Point annotation dataset records:
• • • •
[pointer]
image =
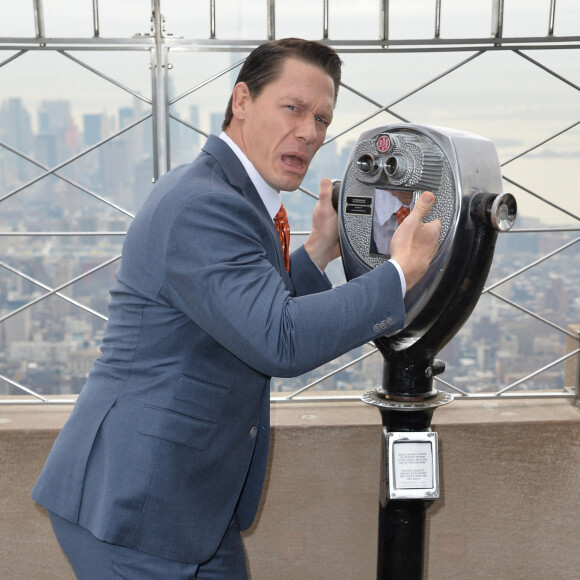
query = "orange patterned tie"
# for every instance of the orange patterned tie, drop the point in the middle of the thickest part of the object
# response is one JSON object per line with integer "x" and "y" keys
{"x": 402, "y": 213}
{"x": 283, "y": 227}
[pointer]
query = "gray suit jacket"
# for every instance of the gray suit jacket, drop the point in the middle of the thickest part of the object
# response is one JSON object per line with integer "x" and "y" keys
{"x": 169, "y": 436}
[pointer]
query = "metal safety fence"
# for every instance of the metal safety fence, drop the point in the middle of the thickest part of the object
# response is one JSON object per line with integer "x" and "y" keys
{"x": 72, "y": 178}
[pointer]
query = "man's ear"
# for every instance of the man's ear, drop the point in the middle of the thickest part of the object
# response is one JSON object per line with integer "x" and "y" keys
{"x": 240, "y": 100}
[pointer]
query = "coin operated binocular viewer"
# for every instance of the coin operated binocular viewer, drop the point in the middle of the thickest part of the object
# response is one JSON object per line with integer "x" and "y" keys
{"x": 389, "y": 168}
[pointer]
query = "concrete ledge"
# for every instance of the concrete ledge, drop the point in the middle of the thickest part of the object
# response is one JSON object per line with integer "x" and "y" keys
{"x": 510, "y": 507}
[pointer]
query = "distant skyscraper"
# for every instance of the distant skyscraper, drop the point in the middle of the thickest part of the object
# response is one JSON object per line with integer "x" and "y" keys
{"x": 15, "y": 130}
{"x": 92, "y": 129}
{"x": 54, "y": 117}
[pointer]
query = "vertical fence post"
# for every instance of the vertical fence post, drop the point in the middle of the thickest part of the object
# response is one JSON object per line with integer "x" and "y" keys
{"x": 160, "y": 89}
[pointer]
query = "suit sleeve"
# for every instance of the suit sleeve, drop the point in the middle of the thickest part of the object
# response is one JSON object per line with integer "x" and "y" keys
{"x": 218, "y": 272}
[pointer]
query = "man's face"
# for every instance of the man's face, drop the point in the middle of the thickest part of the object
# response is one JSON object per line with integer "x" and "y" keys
{"x": 285, "y": 125}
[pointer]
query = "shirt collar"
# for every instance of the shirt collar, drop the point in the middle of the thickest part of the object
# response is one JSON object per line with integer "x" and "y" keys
{"x": 270, "y": 197}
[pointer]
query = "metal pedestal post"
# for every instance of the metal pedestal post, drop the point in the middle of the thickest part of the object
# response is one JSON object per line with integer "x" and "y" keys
{"x": 401, "y": 538}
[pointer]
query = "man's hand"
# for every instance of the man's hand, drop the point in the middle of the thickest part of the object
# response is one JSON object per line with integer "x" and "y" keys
{"x": 322, "y": 244}
{"x": 415, "y": 243}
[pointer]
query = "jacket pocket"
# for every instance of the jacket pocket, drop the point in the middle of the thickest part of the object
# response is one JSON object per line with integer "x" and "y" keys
{"x": 177, "y": 428}
{"x": 198, "y": 399}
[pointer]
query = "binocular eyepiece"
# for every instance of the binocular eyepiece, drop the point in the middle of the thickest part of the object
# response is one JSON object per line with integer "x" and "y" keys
{"x": 390, "y": 167}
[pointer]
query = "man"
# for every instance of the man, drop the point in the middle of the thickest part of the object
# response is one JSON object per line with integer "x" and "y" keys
{"x": 163, "y": 458}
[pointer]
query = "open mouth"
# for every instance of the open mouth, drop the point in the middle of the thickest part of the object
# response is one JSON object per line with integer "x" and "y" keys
{"x": 294, "y": 161}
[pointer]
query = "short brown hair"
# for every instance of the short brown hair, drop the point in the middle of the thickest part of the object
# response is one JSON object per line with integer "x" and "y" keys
{"x": 264, "y": 64}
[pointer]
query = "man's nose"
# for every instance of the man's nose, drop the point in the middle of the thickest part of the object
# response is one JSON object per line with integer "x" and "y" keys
{"x": 306, "y": 129}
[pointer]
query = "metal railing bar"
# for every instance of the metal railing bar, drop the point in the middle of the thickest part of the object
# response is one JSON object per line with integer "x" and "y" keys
{"x": 67, "y": 180}
{"x": 206, "y": 82}
{"x": 538, "y": 372}
{"x": 74, "y": 158}
{"x": 145, "y": 42}
{"x": 497, "y": 18}
{"x": 551, "y": 17}
{"x": 542, "y": 230}
{"x": 136, "y": 43}
{"x": 160, "y": 93}
{"x": 180, "y": 120}
{"x": 452, "y": 387}
{"x": 45, "y": 287}
{"x": 38, "y": 18}
{"x": 532, "y": 394}
{"x": 13, "y": 57}
{"x": 96, "y": 27}
{"x": 325, "y": 19}
{"x": 530, "y": 265}
{"x": 59, "y": 234}
{"x": 540, "y": 143}
{"x": 271, "y": 16}
{"x": 548, "y": 70}
{"x": 106, "y": 77}
{"x": 42, "y": 402}
{"x": 212, "y": 20}
{"x": 532, "y": 314}
{"x": 23, "y": 388}
{"x": 59, "y": 288}
{"x": 538, "y": 196}
{"x": 407, "y": 95}
{"x": 334, "y": 372}
{"x": 373, "y": 102}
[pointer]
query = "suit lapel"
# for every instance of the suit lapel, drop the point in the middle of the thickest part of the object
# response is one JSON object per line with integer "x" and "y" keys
{"x": 241, "y": 182}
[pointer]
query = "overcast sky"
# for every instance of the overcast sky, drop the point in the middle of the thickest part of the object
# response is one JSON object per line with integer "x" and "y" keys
{"x": 499, "y": 95}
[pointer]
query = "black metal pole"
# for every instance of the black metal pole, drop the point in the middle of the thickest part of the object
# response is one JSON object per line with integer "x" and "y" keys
{"x": 401, "y": 535}
{"x": 401, "y": 551}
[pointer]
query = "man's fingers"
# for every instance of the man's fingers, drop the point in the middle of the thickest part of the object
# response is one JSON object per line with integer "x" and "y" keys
{"x": 424, "y": 204}
{"x": 325, "y": 188}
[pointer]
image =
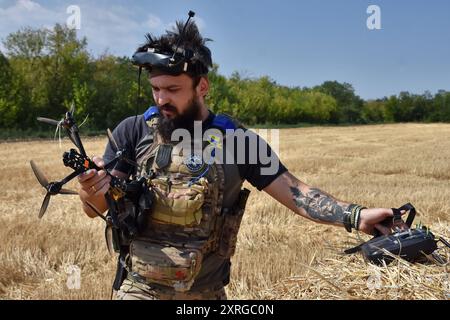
• • • •
SET EXERCISE
Which lines in the records contain the string "gray"? Pick out and copy each of them, treating case as significant.

TASK ANSWER
query = "gray suit jacket"
# for every instance of the gray suit jacket, drop the point in the middle of the thickest part of the object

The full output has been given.